#### [EXERCISE OBJECTIVE]
Your task is to return the line containing "Return one point per instance of the pony's right" plus every line after it, exactly and with nothing added.

------------------------------------

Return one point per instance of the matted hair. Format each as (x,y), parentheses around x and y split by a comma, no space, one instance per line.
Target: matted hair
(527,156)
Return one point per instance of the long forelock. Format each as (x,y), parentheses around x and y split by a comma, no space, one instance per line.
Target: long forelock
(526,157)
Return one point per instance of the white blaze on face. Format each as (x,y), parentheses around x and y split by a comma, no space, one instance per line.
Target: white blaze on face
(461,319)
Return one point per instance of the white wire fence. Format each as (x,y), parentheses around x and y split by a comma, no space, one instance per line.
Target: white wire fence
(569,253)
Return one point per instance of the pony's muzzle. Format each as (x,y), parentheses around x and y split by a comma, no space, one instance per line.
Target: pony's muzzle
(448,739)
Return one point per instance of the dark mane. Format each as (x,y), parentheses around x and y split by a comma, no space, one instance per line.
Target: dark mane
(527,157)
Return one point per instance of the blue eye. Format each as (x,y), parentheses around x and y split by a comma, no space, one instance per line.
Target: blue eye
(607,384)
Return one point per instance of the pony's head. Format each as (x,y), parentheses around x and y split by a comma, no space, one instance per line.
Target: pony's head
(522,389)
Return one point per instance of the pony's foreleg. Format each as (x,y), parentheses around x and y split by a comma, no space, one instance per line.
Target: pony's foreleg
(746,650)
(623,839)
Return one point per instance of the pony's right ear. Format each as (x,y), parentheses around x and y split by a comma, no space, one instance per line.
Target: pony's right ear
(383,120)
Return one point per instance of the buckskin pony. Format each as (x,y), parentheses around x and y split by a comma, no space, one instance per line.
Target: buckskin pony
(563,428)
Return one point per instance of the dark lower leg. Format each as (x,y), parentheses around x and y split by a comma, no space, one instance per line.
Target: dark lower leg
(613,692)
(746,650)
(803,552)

------------------------------------

#### [ANSWER TO THIS EXERCISE]
Return one point per instance of the pony's right ear. Format each as (x,y), parentheses around x and y split by a comma, no space, one instance per line.
Target: pony's right ear
(383,120)
Return one point per instance of the buckskin pony. Format each as (x,y), parentheses around x and y split by a comma, no space, one instance per line.
Target: buckskin pony
(563,428)
Return one point per instance of the dark lower leg. Format each as (x,y), parentheses around x and y split by a comma, no space, one instance per line.
Target: dark lower leg
(613,692)
(746,650)
(803,552)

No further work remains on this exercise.